(ИСХОДНЫЙ ДОКУМЕНТ)
────────────────────
5/ III. Все некогда дописать письмо. За эти дни получила огромное письмо от папы, из которого я коротко узнала (не так вскользь, как из твоего письма), как обстоят дела с моим делом. Как обидно, что оно, видимо, лежит в недрах прокуратуры в ожидании очередного пленума Верх. суда и что ехать мне, видимо, придется с этим, неполноценным паспортом! Письмо его выбило меня совсем из колеи. Прошлое, уже подернувшееся было «пеплом времен», вдруг ожило, приобрело реальные, ощутимые краски, звуки, запахи! А вместе с прошлым ожила и неубывная боль об Алеше. Всю эту неделю – особенно по ночам – так страшно мучаюсь в тоске о нем, как в первые года!

«Плату за страх»[37 - Фильм режиссера Анри-Жоржа Клузо, в главной роли Ив Монтан (Франция – Италия, 1953).] я видела. Тоже почти заболела после нее. Ведь ее тема так переплетается с темой моей злосчастной жизни. Так же, как Марио, я везла по мучительной дороге смертельный груз[38 - В фильме два водителя везут за вознаграждение взрывоопасный груз (нитроглицерин), который может взорваться при любом толчке грузовика.], в ежеминутном страхе последнего взрыва, только не несколько дней, а 18 лет везла его. (Помнишь, как ты меня в 49 г., накануне ареста[39 - Имеется в виду арест в 1949 году в Магадане, имевший целью оформить пожизненное поселение в Магадане. Василий учился в 10-м классе магаданской школы и после ареста матери остался один (см. «Крутой маршрут»).], спрашивал: «Мама, а тебе не страшно?», а я спокойно отвечала: «Страшно, конечно!»? Это было еще в те времена, когда ты не был «стилягой», а был моим дорогим, моим последним, всепонимающим мальчиком!)
────────────────────
(ПРЕДОСТАВЛЕННЫЕ СТРОКИ)
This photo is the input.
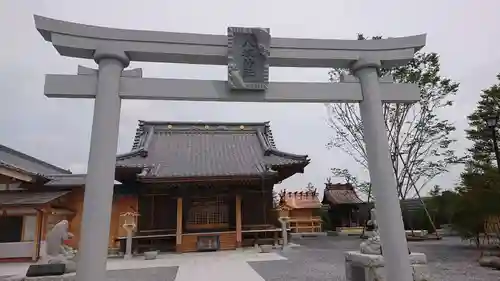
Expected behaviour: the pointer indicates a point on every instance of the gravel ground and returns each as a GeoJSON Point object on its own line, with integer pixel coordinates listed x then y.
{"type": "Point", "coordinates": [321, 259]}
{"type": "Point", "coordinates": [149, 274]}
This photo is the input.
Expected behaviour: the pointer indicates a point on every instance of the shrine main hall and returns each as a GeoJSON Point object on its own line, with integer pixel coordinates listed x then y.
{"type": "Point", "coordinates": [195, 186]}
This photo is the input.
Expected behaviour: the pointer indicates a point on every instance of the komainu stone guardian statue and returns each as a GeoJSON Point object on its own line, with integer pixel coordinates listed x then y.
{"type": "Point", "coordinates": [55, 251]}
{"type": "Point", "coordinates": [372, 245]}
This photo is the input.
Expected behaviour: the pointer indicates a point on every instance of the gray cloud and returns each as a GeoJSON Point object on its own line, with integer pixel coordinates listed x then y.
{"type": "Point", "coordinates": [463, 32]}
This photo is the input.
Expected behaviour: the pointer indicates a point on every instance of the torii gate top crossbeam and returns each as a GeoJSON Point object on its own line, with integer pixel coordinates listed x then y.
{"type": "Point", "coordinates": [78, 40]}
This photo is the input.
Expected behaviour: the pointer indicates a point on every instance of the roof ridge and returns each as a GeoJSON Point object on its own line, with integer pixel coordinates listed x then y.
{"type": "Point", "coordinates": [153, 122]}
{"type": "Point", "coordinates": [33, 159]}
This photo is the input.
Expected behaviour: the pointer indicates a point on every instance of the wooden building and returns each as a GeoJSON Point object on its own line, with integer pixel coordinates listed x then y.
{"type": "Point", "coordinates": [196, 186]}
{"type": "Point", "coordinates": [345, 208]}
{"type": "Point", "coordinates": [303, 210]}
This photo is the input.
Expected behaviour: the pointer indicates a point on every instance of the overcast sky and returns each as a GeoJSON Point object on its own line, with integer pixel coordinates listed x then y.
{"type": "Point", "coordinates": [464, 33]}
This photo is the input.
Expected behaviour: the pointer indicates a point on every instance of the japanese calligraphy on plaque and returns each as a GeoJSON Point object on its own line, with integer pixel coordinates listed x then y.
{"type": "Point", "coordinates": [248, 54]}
────────────────────
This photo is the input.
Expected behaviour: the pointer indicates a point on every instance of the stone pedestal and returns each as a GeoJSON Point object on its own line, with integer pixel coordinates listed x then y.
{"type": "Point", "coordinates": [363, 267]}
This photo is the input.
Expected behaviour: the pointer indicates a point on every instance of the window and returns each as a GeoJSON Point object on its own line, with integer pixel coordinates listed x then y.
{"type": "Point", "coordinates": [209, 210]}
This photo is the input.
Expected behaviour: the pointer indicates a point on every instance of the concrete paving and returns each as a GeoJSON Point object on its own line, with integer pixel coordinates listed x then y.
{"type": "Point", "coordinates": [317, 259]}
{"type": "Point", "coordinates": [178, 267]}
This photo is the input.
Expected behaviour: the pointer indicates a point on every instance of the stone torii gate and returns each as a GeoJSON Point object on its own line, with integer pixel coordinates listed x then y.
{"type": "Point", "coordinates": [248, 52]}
────────────────────
(ЗАДАНИЕ A) Почему, судя по письму, его автор почти заболела после фильма «Плата за страх»? Ответьте в одном–трех предложениях.
(ЗАДАНИЕ B) Перепишите из письма без изменений отрывок от «5/ III. Все» до «в первые года!».

(ПОЛЕ ДЛЯ ОТВЕТА A) Тема фильма тесно переплетается с темой ее злосчастной жизни. Как и Марио, она везла по мучительной дороге смертельный груз в ежеминутном страхе взрыва, только не несколько дней, а 18 лет.

(ПОЛЕ ДЛЯ ОТВЕТА B)
5/ III. Все некогда дописать письмо. За эти дни получила огромное письмо от папы, из которого я коротко узнала (не так вскользь, как из твоего письма), как обстоят дела с моим делом. Как обидно, что оно, видимо, лежит в недрах прокуратуры в ожидании очередного пленума Верх. суда и что ехать мне, видимо, придется с этим, неполноценным паспортом! Письмо его выбило меня совсем из колеи. Прошлое, уже подернувшееся было «пеплом времен», вдруг ожило, приобрело реальные, ощутимые краски, звуки, запахи! А вместе с прошлым ожила и неубывная боль об Алеше. Всю эту неделю – особенно по ночам – так страшно мучаюсь в тоске о нем, как в первые года!